# [PROBLEM REQUIREMENTS]
Write out, word for word, every line in the data below from the one containing "locate work boot" to the one containing "locate metal pipe", both of them included.

[Text-to-region grounding data]

* * * * * * *

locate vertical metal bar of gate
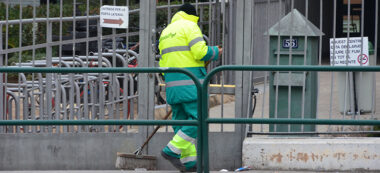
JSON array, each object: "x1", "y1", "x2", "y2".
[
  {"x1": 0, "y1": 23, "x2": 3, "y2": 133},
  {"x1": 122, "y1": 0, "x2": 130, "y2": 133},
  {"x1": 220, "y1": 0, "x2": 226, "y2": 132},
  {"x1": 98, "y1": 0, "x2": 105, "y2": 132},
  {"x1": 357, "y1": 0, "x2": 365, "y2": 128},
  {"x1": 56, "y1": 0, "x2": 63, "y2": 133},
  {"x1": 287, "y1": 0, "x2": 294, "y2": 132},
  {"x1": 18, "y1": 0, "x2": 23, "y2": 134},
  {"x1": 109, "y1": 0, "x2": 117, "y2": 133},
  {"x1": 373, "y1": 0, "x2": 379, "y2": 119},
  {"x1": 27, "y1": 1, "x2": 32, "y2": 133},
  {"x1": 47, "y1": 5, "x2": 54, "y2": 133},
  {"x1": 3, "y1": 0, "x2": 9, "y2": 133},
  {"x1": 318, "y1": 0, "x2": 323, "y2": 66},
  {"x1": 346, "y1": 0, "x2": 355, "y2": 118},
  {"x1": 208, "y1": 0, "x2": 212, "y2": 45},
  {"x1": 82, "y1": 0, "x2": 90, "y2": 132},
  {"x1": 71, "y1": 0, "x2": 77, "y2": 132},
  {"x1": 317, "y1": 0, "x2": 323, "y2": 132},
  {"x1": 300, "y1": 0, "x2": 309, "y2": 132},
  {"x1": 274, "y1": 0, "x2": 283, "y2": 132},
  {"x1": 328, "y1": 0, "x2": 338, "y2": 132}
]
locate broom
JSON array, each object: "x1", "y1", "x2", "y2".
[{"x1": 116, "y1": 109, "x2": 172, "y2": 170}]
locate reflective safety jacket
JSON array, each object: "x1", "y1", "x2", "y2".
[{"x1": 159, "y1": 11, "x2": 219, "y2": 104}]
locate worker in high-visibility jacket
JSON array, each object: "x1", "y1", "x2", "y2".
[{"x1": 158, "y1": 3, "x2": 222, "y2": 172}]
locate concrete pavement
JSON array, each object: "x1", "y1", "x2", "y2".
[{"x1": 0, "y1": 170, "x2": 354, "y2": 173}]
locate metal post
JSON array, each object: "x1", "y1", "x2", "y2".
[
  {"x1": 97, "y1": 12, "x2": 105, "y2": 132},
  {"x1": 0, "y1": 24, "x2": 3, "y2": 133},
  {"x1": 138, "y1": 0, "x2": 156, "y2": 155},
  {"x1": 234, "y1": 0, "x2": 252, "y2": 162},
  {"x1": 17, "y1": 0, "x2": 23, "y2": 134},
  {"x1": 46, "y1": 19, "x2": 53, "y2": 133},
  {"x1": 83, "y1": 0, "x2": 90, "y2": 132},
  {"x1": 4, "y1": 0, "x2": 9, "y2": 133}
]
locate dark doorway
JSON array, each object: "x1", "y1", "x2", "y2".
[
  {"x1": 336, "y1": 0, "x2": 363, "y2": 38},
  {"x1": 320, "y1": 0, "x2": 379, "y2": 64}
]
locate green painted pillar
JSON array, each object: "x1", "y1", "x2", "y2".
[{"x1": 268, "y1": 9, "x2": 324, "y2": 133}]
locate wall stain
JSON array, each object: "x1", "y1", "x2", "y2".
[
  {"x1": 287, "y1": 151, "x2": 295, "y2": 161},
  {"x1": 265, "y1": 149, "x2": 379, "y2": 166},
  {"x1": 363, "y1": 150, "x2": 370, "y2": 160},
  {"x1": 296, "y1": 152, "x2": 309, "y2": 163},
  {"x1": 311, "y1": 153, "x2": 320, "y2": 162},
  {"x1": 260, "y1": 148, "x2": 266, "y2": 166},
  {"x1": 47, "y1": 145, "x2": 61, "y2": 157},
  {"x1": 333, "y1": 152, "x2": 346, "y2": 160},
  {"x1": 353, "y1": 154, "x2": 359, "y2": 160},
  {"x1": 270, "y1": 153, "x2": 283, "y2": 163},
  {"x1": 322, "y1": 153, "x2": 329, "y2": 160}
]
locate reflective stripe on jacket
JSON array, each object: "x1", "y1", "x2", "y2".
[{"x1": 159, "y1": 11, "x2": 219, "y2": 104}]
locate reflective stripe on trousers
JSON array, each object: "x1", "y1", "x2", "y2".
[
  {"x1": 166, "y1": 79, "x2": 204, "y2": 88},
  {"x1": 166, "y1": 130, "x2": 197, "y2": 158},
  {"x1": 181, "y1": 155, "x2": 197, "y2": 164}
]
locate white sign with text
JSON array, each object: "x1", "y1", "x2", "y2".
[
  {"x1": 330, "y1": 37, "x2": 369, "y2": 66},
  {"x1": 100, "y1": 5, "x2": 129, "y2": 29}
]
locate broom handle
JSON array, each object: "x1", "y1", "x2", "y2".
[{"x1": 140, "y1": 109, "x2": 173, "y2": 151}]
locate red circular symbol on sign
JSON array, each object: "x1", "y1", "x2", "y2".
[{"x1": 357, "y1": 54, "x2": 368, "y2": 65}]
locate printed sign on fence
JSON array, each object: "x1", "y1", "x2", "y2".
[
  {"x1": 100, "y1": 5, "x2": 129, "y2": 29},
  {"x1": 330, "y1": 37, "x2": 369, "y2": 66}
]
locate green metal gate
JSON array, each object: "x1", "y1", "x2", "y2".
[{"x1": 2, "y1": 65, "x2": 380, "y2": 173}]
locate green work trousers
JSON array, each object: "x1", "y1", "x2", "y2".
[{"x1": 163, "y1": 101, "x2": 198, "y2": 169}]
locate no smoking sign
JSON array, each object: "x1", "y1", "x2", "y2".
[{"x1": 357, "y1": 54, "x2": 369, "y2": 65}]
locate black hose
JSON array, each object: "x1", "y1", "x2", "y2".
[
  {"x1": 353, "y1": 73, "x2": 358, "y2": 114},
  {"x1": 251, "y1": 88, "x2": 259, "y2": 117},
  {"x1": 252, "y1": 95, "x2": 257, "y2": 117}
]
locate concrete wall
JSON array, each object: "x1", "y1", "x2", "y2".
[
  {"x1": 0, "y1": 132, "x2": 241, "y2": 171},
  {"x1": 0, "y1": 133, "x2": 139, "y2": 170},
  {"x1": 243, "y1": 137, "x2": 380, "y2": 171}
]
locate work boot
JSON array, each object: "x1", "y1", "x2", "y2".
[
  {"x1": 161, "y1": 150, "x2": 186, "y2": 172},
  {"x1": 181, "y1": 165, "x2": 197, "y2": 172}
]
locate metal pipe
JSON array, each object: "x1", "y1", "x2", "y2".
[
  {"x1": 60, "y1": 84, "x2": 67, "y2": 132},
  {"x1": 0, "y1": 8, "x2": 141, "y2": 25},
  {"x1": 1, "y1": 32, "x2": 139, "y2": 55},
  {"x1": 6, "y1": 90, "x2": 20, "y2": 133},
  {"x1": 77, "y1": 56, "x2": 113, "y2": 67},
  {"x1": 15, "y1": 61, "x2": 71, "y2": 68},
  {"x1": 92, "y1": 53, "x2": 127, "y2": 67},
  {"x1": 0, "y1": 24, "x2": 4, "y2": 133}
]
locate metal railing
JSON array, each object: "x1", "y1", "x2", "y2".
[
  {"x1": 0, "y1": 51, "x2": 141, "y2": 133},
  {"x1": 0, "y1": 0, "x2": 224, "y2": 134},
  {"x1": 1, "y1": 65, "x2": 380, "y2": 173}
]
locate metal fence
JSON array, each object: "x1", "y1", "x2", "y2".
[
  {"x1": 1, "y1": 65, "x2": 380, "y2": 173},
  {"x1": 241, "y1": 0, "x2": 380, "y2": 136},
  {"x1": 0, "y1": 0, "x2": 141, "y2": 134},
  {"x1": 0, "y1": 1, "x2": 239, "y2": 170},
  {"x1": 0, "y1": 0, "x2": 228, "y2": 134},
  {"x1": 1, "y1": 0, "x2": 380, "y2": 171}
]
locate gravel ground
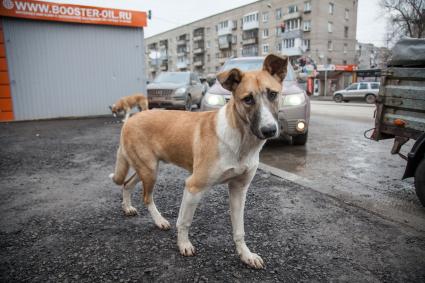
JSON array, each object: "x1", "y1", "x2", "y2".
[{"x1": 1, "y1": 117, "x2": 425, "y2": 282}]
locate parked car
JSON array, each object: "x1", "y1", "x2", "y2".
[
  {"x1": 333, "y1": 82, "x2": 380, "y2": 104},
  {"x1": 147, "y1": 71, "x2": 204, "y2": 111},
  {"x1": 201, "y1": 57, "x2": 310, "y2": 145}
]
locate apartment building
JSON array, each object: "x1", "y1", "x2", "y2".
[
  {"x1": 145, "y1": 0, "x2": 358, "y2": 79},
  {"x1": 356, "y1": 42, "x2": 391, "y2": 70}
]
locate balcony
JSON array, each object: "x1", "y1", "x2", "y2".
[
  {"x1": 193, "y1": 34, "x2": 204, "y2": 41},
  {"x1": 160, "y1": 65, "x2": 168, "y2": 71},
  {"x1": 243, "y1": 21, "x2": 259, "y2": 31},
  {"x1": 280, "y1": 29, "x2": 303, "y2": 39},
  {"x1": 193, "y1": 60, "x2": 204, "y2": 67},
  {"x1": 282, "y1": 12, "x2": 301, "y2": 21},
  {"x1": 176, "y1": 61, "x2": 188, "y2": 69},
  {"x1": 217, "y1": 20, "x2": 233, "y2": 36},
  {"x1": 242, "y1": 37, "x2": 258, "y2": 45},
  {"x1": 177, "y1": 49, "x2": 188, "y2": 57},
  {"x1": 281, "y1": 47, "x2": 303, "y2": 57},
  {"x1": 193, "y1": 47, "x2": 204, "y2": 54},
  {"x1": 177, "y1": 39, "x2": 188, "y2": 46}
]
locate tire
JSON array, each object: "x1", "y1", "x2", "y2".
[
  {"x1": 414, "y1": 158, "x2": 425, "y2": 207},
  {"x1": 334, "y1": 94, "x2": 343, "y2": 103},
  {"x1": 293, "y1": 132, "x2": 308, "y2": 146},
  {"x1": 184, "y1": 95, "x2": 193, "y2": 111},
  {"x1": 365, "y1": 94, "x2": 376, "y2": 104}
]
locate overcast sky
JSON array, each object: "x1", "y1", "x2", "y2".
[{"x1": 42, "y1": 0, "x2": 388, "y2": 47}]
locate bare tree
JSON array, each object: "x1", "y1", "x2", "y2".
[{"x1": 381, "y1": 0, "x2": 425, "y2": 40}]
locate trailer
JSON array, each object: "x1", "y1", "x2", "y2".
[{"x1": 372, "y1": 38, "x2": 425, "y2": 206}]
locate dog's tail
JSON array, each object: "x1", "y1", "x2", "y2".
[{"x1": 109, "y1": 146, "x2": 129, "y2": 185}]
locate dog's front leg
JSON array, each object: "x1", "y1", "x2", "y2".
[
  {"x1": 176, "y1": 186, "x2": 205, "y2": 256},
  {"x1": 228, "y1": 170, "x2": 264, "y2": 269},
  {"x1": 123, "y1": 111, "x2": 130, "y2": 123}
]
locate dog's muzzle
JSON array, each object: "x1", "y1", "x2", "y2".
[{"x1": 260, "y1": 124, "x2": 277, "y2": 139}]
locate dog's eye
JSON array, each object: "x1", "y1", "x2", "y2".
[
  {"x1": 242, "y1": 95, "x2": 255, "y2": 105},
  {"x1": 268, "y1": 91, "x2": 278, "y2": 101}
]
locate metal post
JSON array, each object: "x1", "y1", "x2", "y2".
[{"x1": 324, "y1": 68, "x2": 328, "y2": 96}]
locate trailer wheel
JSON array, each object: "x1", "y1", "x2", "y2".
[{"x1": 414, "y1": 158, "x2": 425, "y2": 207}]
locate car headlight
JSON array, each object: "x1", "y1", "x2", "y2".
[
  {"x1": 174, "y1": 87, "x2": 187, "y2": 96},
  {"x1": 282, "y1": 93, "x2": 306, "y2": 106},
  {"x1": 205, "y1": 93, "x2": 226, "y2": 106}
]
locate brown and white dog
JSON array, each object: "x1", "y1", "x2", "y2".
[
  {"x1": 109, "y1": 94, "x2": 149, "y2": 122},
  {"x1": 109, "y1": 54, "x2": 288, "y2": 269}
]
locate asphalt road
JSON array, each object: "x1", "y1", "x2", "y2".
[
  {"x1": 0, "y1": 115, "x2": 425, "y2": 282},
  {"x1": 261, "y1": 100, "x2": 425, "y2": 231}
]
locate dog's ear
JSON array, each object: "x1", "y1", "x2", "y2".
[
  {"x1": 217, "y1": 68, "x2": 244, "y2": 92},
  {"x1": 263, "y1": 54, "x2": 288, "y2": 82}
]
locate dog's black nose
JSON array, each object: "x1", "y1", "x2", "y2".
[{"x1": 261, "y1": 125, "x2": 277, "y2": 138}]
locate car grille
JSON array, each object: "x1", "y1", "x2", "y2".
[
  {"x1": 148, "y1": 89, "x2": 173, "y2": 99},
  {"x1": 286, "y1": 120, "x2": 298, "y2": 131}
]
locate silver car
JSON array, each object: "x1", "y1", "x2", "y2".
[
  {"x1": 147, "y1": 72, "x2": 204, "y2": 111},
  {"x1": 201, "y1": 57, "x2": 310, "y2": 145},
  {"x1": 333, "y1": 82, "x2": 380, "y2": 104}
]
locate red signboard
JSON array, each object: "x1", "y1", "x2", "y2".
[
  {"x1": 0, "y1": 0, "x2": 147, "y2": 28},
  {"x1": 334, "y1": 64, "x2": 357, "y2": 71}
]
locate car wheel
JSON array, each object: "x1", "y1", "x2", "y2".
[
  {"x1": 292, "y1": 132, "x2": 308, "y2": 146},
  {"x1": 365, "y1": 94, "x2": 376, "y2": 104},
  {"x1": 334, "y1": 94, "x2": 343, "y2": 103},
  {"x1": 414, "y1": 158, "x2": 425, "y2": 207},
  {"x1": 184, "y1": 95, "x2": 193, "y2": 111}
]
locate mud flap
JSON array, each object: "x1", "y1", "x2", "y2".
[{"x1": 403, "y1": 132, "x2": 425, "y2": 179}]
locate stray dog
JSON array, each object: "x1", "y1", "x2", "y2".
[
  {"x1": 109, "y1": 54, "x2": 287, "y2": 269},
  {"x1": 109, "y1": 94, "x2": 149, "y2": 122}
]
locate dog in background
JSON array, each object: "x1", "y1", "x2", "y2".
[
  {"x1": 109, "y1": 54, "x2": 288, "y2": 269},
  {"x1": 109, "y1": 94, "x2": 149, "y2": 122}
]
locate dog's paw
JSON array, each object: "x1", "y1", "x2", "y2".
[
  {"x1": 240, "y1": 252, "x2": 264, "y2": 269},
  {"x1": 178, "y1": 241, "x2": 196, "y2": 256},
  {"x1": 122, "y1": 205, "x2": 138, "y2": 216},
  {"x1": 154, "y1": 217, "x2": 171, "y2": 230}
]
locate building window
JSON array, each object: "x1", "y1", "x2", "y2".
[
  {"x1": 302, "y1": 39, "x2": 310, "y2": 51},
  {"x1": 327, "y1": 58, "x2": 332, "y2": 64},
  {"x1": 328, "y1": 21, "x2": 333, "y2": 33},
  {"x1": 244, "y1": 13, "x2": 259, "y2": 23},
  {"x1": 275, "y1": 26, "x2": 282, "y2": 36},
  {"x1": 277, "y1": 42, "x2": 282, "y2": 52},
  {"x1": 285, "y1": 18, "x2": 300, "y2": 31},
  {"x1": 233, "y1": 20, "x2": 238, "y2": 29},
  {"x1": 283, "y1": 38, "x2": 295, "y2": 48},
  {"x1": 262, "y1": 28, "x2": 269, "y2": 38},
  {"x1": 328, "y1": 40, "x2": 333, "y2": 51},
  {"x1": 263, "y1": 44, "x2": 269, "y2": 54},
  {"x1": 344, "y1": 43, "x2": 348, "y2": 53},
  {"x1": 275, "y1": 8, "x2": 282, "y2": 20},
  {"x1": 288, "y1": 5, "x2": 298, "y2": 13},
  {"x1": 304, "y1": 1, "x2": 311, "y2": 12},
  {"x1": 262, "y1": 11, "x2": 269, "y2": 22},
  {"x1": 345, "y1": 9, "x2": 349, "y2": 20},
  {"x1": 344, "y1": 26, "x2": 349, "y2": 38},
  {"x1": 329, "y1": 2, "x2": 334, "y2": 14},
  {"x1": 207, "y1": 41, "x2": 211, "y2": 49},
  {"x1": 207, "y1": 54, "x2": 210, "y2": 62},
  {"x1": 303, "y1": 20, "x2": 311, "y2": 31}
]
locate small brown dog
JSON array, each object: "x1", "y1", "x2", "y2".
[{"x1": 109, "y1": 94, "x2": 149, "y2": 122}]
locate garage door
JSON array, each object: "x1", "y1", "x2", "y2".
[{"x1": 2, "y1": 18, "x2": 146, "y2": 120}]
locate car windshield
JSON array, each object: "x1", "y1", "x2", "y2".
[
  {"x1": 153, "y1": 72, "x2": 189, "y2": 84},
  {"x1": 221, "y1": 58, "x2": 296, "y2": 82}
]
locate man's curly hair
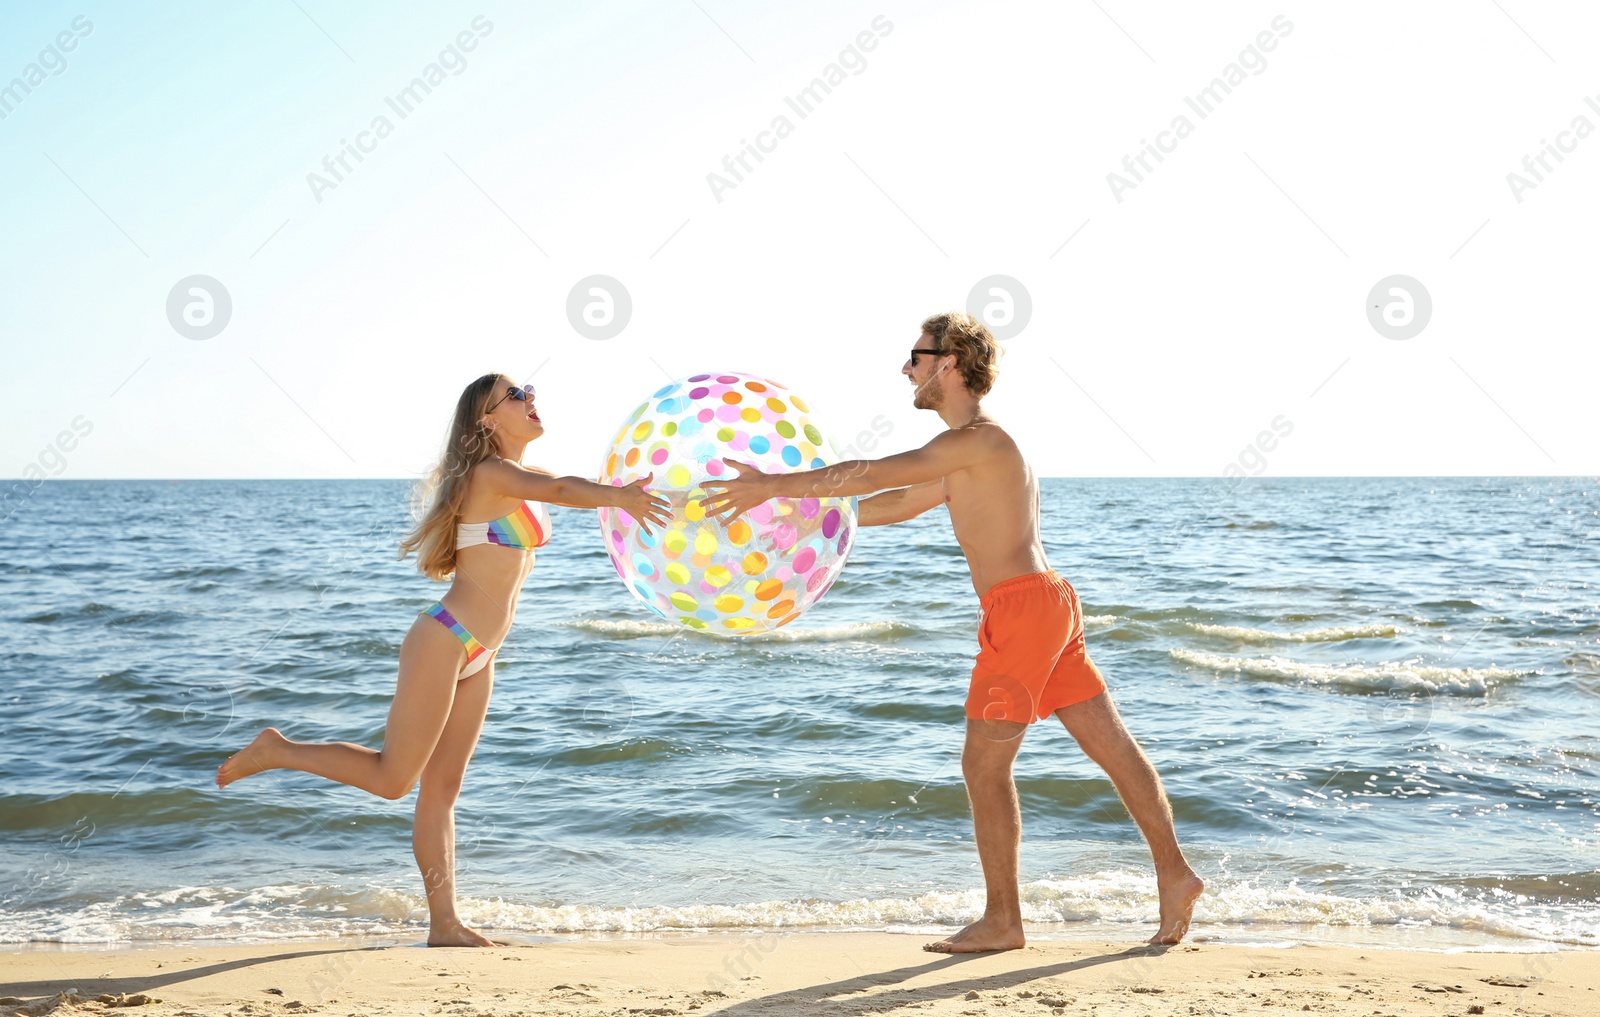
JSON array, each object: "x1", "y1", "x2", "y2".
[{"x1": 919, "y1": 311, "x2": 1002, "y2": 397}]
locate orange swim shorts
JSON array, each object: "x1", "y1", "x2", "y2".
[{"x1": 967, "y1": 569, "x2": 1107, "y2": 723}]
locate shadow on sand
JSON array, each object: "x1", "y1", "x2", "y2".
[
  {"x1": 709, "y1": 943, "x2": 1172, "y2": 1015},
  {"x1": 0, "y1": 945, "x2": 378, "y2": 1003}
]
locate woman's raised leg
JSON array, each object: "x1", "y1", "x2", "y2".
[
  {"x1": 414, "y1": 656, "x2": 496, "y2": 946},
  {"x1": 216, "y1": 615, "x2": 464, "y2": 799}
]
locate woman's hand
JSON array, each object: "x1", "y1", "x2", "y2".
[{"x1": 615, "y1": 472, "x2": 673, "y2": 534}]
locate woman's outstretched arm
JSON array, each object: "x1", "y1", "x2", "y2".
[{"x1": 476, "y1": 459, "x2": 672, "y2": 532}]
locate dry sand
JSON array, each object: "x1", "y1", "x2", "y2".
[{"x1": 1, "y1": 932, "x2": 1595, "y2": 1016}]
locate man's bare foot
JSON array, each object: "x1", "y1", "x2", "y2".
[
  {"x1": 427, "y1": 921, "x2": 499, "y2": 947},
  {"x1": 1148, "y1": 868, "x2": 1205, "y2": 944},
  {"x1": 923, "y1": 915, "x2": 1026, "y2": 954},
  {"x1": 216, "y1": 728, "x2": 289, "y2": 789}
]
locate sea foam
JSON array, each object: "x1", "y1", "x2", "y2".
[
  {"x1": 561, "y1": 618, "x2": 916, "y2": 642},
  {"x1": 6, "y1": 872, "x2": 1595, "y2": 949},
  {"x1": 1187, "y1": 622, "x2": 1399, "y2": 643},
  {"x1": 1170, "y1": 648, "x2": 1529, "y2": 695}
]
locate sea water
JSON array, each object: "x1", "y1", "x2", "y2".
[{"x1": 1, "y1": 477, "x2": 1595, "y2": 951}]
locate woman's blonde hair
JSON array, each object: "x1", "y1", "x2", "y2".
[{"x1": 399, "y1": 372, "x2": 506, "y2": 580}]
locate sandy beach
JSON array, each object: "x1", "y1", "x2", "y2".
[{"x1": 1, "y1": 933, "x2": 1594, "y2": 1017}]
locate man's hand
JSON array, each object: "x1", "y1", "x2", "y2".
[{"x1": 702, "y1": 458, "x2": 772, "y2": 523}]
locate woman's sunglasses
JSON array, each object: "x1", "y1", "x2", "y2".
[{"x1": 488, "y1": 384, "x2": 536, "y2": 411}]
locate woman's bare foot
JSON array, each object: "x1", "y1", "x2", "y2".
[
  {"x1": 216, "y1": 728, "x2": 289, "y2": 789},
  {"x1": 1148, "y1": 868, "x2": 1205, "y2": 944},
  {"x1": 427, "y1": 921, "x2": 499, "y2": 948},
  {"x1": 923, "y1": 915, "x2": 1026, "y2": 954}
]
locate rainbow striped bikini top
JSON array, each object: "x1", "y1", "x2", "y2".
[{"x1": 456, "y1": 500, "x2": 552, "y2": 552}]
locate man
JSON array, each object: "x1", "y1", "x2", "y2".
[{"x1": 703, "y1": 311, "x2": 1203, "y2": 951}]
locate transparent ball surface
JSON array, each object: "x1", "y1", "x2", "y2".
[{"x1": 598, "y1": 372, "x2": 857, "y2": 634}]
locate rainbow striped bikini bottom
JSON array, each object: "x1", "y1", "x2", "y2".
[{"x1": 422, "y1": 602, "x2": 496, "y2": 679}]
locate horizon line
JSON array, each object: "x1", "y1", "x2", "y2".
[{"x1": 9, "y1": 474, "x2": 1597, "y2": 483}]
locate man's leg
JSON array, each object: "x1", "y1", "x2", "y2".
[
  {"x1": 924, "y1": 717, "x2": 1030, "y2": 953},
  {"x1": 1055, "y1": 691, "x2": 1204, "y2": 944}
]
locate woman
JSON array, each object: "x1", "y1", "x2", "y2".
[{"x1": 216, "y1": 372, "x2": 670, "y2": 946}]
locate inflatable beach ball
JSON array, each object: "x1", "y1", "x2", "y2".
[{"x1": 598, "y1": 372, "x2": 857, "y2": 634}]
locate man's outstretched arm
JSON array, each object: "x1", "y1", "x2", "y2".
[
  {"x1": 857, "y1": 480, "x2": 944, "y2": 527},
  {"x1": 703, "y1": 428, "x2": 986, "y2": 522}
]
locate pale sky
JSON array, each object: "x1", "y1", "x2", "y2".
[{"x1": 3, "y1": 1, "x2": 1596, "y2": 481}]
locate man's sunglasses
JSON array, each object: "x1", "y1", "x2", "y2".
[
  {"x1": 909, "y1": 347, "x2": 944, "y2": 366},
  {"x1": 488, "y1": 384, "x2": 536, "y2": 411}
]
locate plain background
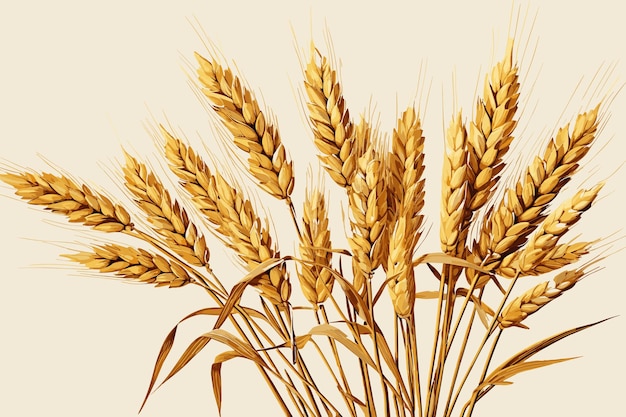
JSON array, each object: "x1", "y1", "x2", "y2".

* * * * * * *

# [RESPONSE BELOW]
locate work boot
JSON array, each object: "x1", "y1", "x2", "y2".
[
  {"x1": 161, "y1": 150, "x2": 186, "y2": 172},
  {"x1": 181, "y1": 165, "x2": 197, "y2": 172}
]
locate metal pipe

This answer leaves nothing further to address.